» PROBLEM:
Lines in which "nothing" appears should be pulled from the data below.

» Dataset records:
-----

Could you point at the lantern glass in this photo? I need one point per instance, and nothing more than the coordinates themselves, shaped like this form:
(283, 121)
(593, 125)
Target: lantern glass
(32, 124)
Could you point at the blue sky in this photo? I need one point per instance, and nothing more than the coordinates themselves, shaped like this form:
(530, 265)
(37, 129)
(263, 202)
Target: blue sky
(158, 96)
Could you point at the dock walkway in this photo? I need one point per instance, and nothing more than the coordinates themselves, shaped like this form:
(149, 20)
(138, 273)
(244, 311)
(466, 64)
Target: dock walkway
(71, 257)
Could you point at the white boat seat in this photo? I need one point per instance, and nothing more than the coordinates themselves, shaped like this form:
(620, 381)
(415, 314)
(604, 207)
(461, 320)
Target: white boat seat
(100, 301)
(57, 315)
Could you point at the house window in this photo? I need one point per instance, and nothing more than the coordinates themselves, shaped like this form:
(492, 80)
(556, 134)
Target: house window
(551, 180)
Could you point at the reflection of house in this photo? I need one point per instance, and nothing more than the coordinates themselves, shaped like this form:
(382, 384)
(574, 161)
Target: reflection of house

-----

» TASK RESPONSE:
Could you point at the lantern glass in this photo? I need one point per instance, and nothing more than the coordinates themselves, shaped like this form:
Could you point at the blue sky in this photo? I need one point per instance, and nothing more than the coordinates themselves, shaped like this form:
Could you point at the dock walkway in this photo? I need one point per instance, and nothing more than the coordinates themselves, shaped like this form:
Could you point at the white boat seat in this photo? I need one point per instance, and nothing more than the coordinates themselves, shaped like this form:
Could you point at the house window in this photo? I need one point per instance, and nothing more than the coordinates themselves, shaped like this form:
Could you point at the reflection of house in this photo? I need one point per instance, and nothing more than the coordinates themselves, shaped like this form:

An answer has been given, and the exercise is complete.